▸ **Task instructions**
Render the records below, starting at the line that contains "of the black" and ending at the line that contains "<point>632,706</point>", both included, as a two-column CSV with the headers text and answer. Write one row per record, with each field in double quotes and its line breaks replaced by spaces.

-- Start --

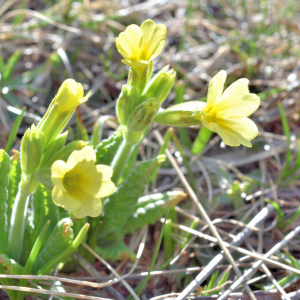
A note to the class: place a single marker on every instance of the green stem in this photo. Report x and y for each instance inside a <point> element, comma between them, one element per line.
<point>61,256</point>
<point>119,162</point>
<point>17,222</point>
<point>17,226</point>
<point>31,259</point>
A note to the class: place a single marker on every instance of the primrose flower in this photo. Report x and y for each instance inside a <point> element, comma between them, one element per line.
<point>79,183</point>
<point>69,96</point>
<point>140,45</point>
<point>226,112</point>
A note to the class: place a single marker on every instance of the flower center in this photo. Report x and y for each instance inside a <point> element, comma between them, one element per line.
<point>71,182</point>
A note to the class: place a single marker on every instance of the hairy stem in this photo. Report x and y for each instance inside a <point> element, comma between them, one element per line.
<point>119,162</point>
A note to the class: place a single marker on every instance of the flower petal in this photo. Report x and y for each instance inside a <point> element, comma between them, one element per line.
<point>91,206</point>
<point>106,171</point>
<point>129,40</point>
<point>153,39</point>
<point>246,105</point>
<point>216,86</point>
<point>64,199</point>
<point>86,155</point>
<point>107,188</point>
<point>234,92</point>
<point>58,171</point>
<point>236,130</point>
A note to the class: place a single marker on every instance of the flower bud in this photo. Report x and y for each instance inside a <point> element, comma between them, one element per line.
<point>52,149</point>
<point>69,96</point>
<point>31,149</point>
<point>43,175</point>
<point>127,102</point>
<point>161,84</point>
<point>183,114</point>
<point>141,117</point>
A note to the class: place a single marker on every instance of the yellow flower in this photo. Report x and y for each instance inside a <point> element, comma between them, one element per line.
<point>140,45</point>
<point>226,112</point>
<point>79,183</point>
<point>69,96</point>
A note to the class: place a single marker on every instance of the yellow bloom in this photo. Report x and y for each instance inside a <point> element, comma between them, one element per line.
<point>140,45</point>
<point>69,96</point>
<point>79,183</point>
<point>226,112</point>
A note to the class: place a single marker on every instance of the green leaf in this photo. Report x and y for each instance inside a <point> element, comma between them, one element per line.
<point>4,171</point>
<point>289,153</point>
<point>11,266</point>
<point>149,208</point>
<point>120,205</point>
<point>162,150</point>
<point>31,259</point>
<point>14,180</point>
<point>66,252</point>
<point>179,89</point>
<point>115,251</point>
<point>107,149</point>
<point>60,239</point>
<point>43,209</point>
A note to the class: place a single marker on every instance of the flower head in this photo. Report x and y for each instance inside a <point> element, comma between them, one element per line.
<point>226,112</point>
<point>69,96</point>
<point>79,183</point>
<point>140,45</point>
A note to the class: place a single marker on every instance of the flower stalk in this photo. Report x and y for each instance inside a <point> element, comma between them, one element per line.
<point>121,158</point>
<point>17,222</point>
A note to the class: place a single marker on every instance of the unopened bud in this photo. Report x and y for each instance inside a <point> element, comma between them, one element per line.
<point>69,96</point>
<point>31,149</point>
<point>126,103</point>
<point>183,114</point>
<point>142,115</point>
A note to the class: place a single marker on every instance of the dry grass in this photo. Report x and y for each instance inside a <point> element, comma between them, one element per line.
<point>254,39</point>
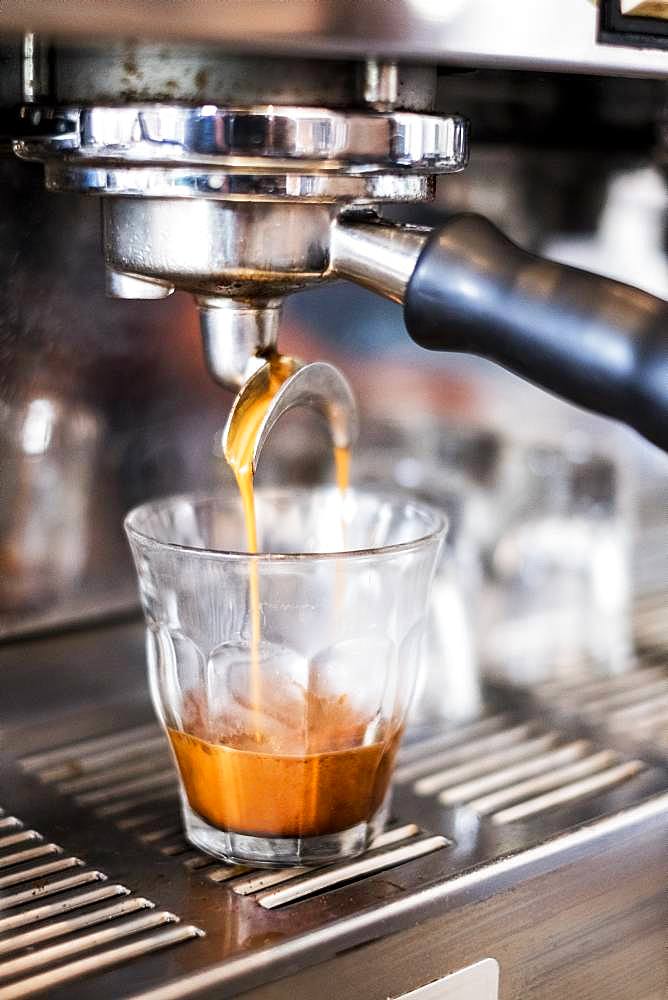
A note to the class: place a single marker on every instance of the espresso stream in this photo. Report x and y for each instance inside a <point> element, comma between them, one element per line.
<point>298,767</point>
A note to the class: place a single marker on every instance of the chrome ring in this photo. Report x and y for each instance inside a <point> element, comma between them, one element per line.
<point>176,182</point>
<point>280,139</point>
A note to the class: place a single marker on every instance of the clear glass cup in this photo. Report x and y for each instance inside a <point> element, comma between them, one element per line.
<point>558,589</point>
<point>284,726</point>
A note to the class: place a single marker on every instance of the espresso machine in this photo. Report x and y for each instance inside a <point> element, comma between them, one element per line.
<point>243,153</point>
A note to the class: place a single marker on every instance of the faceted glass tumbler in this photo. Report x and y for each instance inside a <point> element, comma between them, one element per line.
<point>283,678</point>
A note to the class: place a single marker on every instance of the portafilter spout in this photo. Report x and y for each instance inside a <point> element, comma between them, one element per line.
<point>237,337</point>
<point>318,386</point>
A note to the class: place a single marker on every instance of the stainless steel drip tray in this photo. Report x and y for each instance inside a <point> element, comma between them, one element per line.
<point>100,895</point>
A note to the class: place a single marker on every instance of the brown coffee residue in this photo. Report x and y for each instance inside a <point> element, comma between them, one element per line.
<point>308,775</point>
<point>289,762</point>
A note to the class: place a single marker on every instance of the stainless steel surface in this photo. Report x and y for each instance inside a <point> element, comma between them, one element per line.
<point>23,954</point>
<point>319,386</point>
<point>381,84</point>
<point>464,33</point>
<point>209,247</point>
<point>133,70</point>
<point>236,337</point>
<point>513,891</point>
<point>276,139</point>
<point>379,256</point>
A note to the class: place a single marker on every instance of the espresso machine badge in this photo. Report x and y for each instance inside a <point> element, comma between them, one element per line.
<point>475,982</point>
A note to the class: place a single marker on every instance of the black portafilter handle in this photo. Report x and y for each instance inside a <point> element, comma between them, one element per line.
<point>596,342</point>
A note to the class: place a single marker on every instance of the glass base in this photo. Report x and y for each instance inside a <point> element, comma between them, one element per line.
<point>281,852</point>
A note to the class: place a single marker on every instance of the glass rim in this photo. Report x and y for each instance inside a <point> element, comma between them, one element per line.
<point>438,530</point>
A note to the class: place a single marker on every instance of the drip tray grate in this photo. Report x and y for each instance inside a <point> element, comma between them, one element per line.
<point>94,922</point>
<point>506,771</point>
<point>632,706</point>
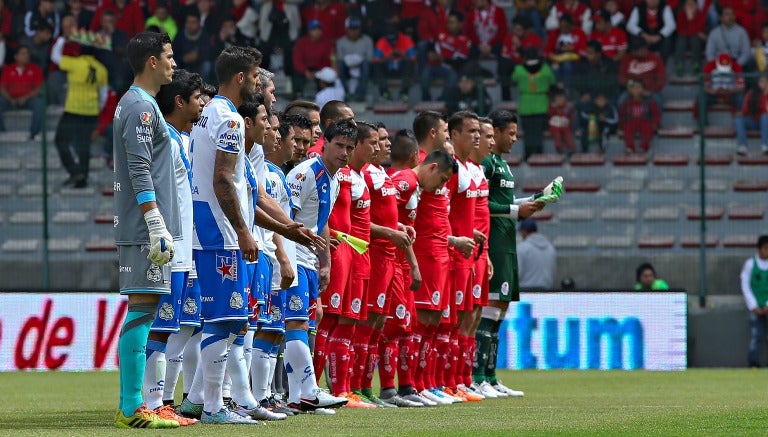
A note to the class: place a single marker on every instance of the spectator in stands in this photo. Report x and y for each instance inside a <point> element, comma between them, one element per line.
<point>86,94</point>
<point>560,123</point>
<point>754,287</point>
<point>646,67</point>
<point>20,86</point>
<point>354,54</point>
<point>596,73</point>
<point>465,96</point>
<point>450,54</point>
<point>598,119</point>
<point>512,48</point>
<point>565,46</point>
<point>163,20</point>
<point>128,16</point>
<point>486,26</point>
<point>331,15</point>
<point>192,47</point>
<point>638,116</point>
<point>730,38</point>
<point>312,53</point>
<point>579,12</point>
<point>613,40</point>
<point>653,21</point>
<point>45,12</point>
<point>753,116</point>
<point>533,78</point>
<point>691,34</point>
<point>536,258</point>
<point>394,55</point>
<point>646,279</point>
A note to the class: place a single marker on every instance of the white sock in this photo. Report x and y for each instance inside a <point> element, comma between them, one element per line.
<point>174,356</point>
<point>154,376</point>
<point>260,369</point>
<point>191,359</point>
<point>298,365</point>
<point>240,387</point>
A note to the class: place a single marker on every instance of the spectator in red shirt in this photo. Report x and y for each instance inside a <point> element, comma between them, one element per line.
<point>450,53</point>
<point>20,86</point>
<point>564,48</point>
<point>513,47</point>
<point>394,55</point>
<point>330,14</point>
<point>311,53</point>
<point>612,39</point>
<point>486,26</point>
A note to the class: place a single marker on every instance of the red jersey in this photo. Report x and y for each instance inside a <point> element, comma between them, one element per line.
<point>613,42</point>
<point>463,197</point>
<point>360,215</point>
<point>383,203</point>
<point>432,225</point>
<point>340,218</point>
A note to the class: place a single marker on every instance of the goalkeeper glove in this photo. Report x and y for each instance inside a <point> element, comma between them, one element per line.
<point>161,248</point>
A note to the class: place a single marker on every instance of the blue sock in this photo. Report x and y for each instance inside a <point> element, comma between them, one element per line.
<point>131,348</point>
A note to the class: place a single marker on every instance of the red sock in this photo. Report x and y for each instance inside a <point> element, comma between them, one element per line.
<point>373,359</point>
<point>321,343</point>
<point>339,351</point>
<point>360,343</point>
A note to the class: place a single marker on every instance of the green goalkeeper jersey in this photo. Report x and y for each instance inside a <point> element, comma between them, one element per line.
<point>501,184</point>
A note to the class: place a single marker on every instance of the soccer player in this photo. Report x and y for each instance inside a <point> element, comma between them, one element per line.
<point>181,105</point>
<point>313,191</point>
<point>146,216</point>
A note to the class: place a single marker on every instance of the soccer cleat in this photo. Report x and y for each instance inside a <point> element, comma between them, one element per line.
<point>322,399</point>
<point>501,388</point>
<point>168,413</point>
<point>399,401</point>
<point>227,417</point>
<point>143,417</point>
<point>190,410</point>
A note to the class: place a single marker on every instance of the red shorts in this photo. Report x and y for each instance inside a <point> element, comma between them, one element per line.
<point>433,294</point>
<point>481,282</point>
<point>341,279</point>
<point>382,275</point>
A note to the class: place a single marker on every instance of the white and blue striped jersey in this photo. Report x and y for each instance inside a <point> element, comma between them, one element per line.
<point>220,128</point>
<point>313,192</point>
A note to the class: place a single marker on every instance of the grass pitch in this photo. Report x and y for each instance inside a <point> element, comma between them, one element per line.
<point>610,403</point>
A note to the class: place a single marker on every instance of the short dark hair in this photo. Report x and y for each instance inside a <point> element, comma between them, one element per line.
<point>456,121</point>
<point>234,60</point>
<point>184,84</point>
<point>341,128</point>
<point>443,159</point>
<point>143,46</point>
<point>501,118</point>
<point>425,122</point>
<point>331,111</point>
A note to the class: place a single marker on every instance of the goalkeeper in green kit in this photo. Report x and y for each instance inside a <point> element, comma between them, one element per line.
<point>505,210</point>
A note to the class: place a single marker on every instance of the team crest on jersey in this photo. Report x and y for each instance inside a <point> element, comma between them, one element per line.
<point>335,300</point>
<point>294,304</point>
<point>154,273</point>
<point>236,300</point>
<point>190,306</point>
<point>356,304</point>
<point>227,267</point>
<point>476,291</point>
<point>400,311</point>
<point>165,311</point>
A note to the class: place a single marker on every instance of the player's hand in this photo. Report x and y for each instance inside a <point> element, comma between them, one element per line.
<point>415,279</point>
<point>161,247</point>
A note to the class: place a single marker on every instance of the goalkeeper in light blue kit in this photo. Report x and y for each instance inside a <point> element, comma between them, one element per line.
<point>147,216</point>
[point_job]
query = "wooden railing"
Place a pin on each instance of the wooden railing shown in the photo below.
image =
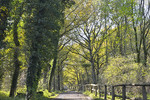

-- End --

▸ **Answer to this problem**
text,answer
"A note to the class: place a single marker on every instance of the black portafilter handle in this photo. Report x and y for each instance inside a <point> element, comma between them, one element per line.","<point>596,342</point>"
"A note to the class: place a single marker on every instance of the glass base in this photo. Report x and y for each instance inside a <point> element, comma between them, one element per line.","<point>281,852</point>"
"A note to the class: place a single marker on every instance of the glass rim in this photo. Report x and y for each instance inside a <point> element, comma between them, one element per line.","<point>438,530</point>"
"A note to the class: place a single marker on every instance of the drip tray grate in this photo. Report x and y for each instance inside a <point> element, comma between them, one element per line.","<point>94,922</point> <point>506,771</point> <point>632,706</point>"